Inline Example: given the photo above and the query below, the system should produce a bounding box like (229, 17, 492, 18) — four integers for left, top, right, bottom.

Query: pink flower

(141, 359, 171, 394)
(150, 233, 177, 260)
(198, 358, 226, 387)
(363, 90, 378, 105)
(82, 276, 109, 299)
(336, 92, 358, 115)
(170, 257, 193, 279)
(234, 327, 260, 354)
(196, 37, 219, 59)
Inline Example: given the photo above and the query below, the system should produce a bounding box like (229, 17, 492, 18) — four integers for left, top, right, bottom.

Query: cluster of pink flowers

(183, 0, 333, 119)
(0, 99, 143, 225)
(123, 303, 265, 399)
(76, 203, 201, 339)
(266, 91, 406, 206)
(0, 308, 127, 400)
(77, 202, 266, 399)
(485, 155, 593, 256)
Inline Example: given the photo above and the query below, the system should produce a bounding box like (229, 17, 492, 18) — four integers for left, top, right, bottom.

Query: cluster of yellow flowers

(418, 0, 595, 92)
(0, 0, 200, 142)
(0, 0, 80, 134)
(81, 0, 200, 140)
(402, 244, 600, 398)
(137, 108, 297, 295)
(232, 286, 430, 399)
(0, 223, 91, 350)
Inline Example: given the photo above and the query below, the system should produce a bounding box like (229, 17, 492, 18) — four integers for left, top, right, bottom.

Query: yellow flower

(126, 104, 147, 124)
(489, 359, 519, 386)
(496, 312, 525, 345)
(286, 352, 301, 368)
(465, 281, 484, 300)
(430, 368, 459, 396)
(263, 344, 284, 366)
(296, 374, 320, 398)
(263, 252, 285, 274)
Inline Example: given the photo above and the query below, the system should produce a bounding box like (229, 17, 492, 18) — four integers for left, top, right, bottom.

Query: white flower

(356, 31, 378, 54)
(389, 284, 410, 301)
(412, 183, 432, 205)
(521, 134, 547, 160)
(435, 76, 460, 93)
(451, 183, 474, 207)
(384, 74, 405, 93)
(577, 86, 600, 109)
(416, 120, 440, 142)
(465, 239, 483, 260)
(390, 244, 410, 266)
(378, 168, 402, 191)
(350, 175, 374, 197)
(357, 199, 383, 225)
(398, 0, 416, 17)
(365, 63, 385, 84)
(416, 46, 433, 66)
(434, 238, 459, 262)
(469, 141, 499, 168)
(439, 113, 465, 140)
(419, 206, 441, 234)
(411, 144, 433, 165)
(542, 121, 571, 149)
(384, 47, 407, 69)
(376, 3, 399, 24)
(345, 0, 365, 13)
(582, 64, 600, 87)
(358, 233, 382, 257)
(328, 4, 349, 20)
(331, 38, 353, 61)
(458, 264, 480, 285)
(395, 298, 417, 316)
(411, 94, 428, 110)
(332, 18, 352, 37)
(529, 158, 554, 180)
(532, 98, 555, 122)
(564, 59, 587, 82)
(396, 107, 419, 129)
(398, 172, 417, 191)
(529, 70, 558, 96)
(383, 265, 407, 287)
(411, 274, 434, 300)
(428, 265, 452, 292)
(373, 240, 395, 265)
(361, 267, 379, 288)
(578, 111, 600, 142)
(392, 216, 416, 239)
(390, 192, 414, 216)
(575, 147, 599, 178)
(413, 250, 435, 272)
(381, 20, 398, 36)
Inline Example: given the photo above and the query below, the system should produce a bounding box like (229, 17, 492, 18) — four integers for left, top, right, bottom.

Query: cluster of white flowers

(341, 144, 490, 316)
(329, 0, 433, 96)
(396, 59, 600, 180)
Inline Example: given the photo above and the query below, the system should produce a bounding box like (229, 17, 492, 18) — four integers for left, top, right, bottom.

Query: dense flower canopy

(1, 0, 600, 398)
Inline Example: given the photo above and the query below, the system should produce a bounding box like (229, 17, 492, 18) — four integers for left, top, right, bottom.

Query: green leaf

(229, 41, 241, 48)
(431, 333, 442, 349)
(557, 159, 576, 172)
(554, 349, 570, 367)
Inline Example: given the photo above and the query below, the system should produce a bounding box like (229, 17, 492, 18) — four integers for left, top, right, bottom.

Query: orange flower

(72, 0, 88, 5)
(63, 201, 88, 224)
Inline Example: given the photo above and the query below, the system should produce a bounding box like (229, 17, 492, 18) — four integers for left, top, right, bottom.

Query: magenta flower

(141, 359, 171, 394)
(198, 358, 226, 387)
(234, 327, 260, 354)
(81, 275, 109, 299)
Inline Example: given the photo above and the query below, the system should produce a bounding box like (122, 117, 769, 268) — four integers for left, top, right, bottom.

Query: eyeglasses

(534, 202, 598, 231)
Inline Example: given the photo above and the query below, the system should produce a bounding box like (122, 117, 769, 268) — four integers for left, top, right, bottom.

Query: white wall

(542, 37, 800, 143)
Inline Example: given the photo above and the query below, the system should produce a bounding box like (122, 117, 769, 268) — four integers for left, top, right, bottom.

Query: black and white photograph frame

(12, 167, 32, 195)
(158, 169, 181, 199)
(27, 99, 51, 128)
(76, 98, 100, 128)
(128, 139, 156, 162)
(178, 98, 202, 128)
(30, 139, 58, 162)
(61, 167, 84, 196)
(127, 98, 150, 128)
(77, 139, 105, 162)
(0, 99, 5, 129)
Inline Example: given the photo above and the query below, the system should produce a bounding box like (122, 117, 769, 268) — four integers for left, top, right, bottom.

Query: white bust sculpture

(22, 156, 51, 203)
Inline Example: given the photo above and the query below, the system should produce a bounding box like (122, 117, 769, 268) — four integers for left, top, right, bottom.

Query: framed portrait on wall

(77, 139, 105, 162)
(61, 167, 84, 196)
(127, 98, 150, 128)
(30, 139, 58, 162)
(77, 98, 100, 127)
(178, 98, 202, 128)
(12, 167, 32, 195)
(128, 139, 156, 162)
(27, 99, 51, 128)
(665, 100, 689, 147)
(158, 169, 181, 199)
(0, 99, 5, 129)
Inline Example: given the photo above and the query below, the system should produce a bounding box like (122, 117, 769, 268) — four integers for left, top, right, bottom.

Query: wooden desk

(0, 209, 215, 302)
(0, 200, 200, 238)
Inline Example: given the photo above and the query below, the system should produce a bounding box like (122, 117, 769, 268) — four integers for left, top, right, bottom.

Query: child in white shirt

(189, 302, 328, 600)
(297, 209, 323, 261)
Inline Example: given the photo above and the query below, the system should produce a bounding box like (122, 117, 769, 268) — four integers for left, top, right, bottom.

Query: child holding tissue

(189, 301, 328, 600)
---------------
**Assignment:** Retype the data exactly.

**Solution for this problem:**
Inline Example: given the photo above and the query below, the system should produce a bounding box like (229, 17, 492, 18) — four integers for left, top, right, bottom.

Query: pink flower

(141, 359, 171, 394)
(150, 233, 177, 260)
(198, 358, 226, 387)
(363, 90, 378, 105)
(82, 276, 109, 299)
(336, 92, 358, 115)
(170, 257, 193, 279)
(234, 327, 260, 354)
(196, 37, 219, 59)
Inline Example: given the photo above and the query below, the system should produce a bounding box like (229, 17, 492, 18) — four integers for left, top, right, bottom.

Query: cluster of pink flowers

(183, 0, 333, 119)
(0, 99, 143, 225)
(123, 303, 265, 399)
(76, 203, 201, 339)
(266, 91, 406, 206)
(0, 308, 127, 400)
(77, 202, 266, 399)
(485, 155, 593, 256)
Inline Example: given the photo above and the query below, the system should produce a bounding box like (229, 17, 492, 18) — four integers for left, top, right, bottom.

Query: cluster of yellow flowers

(418, 0, 595, 92)
(0, 0, 200, 142)
(0, 0, 80, 134)
(81, 0, 200, 140)
(402, 244, 600, 398)
(137, 108, 297, 295)
(232, 286, 430, 399)
(0, 223, 91, 350)
Inline Example: given the photo above and the query below, the system should produce a bounding box like (229, 17, 492, 18) — four integers for left, top, right, bottom.

Query: yellow flower

(126, 104, 147, 124)
(489, 359, 519, 386)
(496, 312, 525, 345)
(286, 352, 301, 368)
(465, 281, 484, 300)
(430, 368, 459, 396)
(263, 344, 284, 366)
(296, 374, 320, 398)
(263, 252, 285, 274)
Inline Example: given the photo above and the query below, the system should produce a bounding box like (229, 17, 492, 18) — four integers for left, top, right, bottom.

Query: white flower

(356, 31, 378, 54)
(389, 284, 410, 301)
(412, 183, 432, 205)
(521, 134, 547, 160)
(435, 76, 460, 93)
(451, 183, 474, 207)
(384, 74, 405, 93)
(577, 86, 600, 109)
(416, 120, 440, 142)
(465, 239, 483, 260)
(390, 244, 410, 266)
(378, 168, 402, 191)
(350, 175, 374, 197)
(357, 199, 383, 225)
(398, 0, 416, 17)
(365, 63, 385, 84)
(416, 46, 433, 66)
(434, 238, 459, 262)
(469, 141, 499, 168)
(439, 113, 465, 140)
(419, 206, 441, 234)
(411, 144, 433, 165)
(542, 121, 571, 149)
(384, 47, 407, 69)
(376, 3, 399, 24)
(345, 0, 365, 13)
(582, 64, 600, 87)
(358, 233, 382, 257)
(328, 4, 349, 20)
(331, 38, 353, 61)
(458, 264, 480, 285)
(395, 298, 417, 316)
(411, 94, 428, 110)
(332, 18, 352, 37)
(529, 158, 554, 180)
(532, 98, 555, 122)
(564, 59, 587, 82)
(396, 107, 419, 129)
(398, 172, 417, 191)
(529, 70, 558, 96)
(383, 265, 407, 287)
(411, 274, 434, 300)
(428, 265, 452, 292)
(373, 240, 395, 265)
(361, 267, 379, 288)
(578, 111, 600, 142)
(392, 216, 416, 239)
(390, 192, 414, 216)
(575, 147, 599, 178)
(413, 250, 435, 272)
(381, 20, 398, 36)
Inline Example: given the photo above and the query below, the system should produce a bounding box like (229, 17, 492, 18) — four integers for left, top, right, bottom.

Query: cluster of white flowers

(341, 144, 490, 316)
(329, 0, 433, 96)
(396, 59, 600, 180)
Inline Example: given the photo above and the query below, the system should produce a bounding box like (229, 17, 492, 18) — four integers for left, top, right, bottom.

Query: dense flower canopy

(1, 0, 600, 398)
Inline Example: given the photo above and the query below, the system should produce a bounding box like (229, 17, 492, 18) — four integers for left, top, right, bottom.

Query: green leaf

(229, 41, 241, 48)
(431, 333, 442, 349)
(557, 159, 576, 172)
(554, 349, 570, 367)
Inline Example: given the photo above and the query below, the system should produce a bounding box like (229, 17, 492, 18) — four integers for left, top, right, bottom.

Query: orange flower

(72, 0, 88, 5)
(63, 201, 88, 224)
Inline Example: given the photo above and the query below, the system should produce a bounding box like (229, 17, 492, 18) — four integers for left, top, right, bottom.

Query: magenta flower

(141, 359, 171, 394)
(198, 358, 226, 387)
(234, 327, 260, 354)
(81, 275, 109, 299)
Inline Example: given the photo above and the query below, the system should produce a bounding box like (122, 117, 769, 268) — four integers for left, top, right, bottom.

Query: eyeglasses

(534, 202, 598, 231)
Inline Example: given the photo above and the query below, the system should produce a bounding box like (122, 117, 769, 268) — four integers for left, top, right, bottom.

Query: white wall

(542, 37, 800, 143)
Inline Example: given the photo above and the query below, the system should produce a bounding box like (122, 117, 769, 268) — four integers for left, top, right, bottom.

Query: black and white photograph frame

(12, 167, 32, 195)
(158, 169, 181, 199)
(27, 99, 51, 128)
(76, 98, 100, 128)
(128, 139, 156, 162)
(178, 98, 202, 128)
(30, 139, 58, 162)
(61, 167, 84, 196)
(127, 98, 150, 128)
(77, 139, 105, 162)
(0, 99, 5, 129)
Inline Example: given the photo above and the query below, the system should produce a bounding box like (122, 117, 769, 268) — four integers for left, top, right, bottom.

Query: white bust sculpture

(22, 156, 51, 203)
Inline Example: given the photo above and the query below, the system should produce a bounding box like (122, 117, 769, 268) — four integers for left, top, right, bottom.

Query: framed portrait on wall

(77, 139, 105, 162)
(61, 167, 84, 196)
(127, 98, 150, 128)
(30, 139, 58, 162)
(77, 98, 100, 127)
(178, 98, 202, 128)
(12, 167, 32, 195)
(128, 139, 156, 162)
(27, 99, 51, 128)
(665, 100, 689, 147)
(158, 169, 181, 199)
(0, 99, 5, 129)
Inline Example: given the photo above and the query below, the system should produce a bounding box like (122, 117, 769, 268) — four integers for left, top, right, bottom.

Query: wooden desk

(0, 209, 215, 302)
(0, 200, 200, 238)
Inline Example: given the photo above and the query below, the system should produce a bounding box like (122, 117, 769, 268) — four integers for left, top, right, bottom.

Query: child in white shirt

(189, 302, 328, 600)
(297, 209, 323, 261)
Inline Example: given the photo above and the query below, the system should produce a bounding box like (122, 117, 769, 268) — four integers for left, top, right, bottom.

Query: child holding tissue

(189, 301, 328, 600)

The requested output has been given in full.